Stated goal => Show every line below that contains the word "pale", copying each such line in full. Treat the match as case-sensitive.
-------- Material for the task
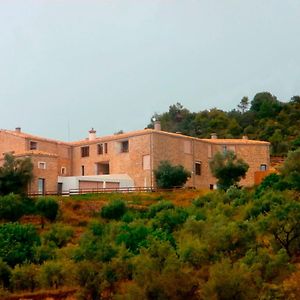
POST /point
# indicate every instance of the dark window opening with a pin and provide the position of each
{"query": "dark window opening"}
(33, 145)
(100, 149)
(198, 168)
(41, 186)
(124, 146)
(85, 151)
(102, 168)
(263, 167)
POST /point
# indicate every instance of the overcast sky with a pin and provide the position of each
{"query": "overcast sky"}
(111, 64)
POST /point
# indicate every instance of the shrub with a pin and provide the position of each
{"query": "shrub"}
(59, 234)
(5, 273)
(157, 207)
(228, 169)
(17, 243)
(170, 219)
(133, 236)
(55, 274)
(11, 207)
(87, 277)
(25, 277)
(47, 207)
(114, 210)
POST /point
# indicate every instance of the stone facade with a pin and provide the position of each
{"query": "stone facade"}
(136, 154)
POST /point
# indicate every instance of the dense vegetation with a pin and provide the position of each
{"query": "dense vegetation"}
(15, 175)
(263, 118)
(238, 244)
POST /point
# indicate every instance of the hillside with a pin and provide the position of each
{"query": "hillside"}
(234, 243)
(263, 118)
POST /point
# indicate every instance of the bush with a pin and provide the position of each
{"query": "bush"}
(228, 169)
(25, 277)
(168, 176)
(5, 273)
(133, 236)
(157, 207)
(17, 243)
(114, 210)
(55, 274)
(59, 234)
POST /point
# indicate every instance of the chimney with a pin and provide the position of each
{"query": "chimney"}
(157, 125)
(213, 136)
(92, 134)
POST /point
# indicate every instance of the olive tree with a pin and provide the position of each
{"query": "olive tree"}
(168, 176)
(228, 169)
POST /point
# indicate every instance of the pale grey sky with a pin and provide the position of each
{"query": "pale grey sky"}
(110, 64)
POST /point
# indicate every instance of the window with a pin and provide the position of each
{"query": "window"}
(41, 186)
(33, 145)
(85, 151)
(263, 167)
(198, 168)
(102, 168)
(102, 148)
(187, 147)
(146, 162)
(124, 146)
(42, 165)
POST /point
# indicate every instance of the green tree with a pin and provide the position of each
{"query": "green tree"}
(244, 104)
(47, 207)
(5, 273)
(15, 175)
(168, 176)
(59, 234)
(228, 169)
(114, 210)
(283, 222)
(291, 169)
(11, 207)
(17, 243)
(25, 277)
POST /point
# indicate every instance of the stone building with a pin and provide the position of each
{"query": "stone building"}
(126, 160)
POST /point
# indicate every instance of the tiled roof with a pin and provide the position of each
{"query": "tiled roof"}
(35, 153)
(137, 133)
(235, 141)
(33, 137)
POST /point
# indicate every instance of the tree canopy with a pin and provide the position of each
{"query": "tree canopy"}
(15, 175)
(169, 176)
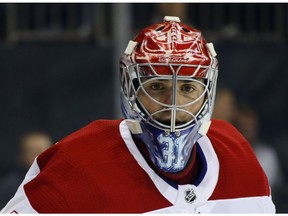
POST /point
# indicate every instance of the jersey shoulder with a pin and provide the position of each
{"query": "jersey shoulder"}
(240, 174)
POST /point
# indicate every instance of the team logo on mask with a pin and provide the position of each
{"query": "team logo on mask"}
(190, 195)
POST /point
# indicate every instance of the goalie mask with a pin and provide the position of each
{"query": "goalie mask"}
(168, 83)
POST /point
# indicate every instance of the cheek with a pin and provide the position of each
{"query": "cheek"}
(194, 108)
(150, 105)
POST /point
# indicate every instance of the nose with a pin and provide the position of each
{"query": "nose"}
(170, 100)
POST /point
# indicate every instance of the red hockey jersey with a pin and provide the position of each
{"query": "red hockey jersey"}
(99, 169)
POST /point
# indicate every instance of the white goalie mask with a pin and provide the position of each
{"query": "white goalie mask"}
(168, 83)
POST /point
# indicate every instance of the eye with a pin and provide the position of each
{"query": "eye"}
(156, 86)
(187, 88)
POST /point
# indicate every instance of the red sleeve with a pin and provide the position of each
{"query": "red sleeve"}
(240, 172)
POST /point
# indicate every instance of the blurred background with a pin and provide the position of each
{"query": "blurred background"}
(59, 70)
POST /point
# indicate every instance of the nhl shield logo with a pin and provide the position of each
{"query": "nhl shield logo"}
(190, 195)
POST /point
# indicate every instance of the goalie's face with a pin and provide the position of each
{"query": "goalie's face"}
(172, 103)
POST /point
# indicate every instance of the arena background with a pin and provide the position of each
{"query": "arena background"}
(59, 63)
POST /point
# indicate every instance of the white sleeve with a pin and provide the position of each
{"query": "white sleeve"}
(20, 203)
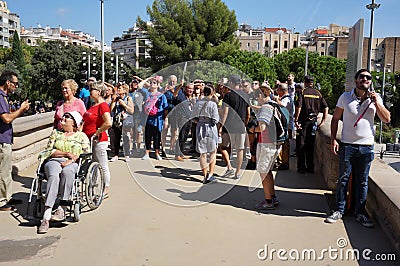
----------------
Final answer =>
# indicate every instance of the pale grey sky with a pin and provide the position of each
{"query": "pale grey sky"}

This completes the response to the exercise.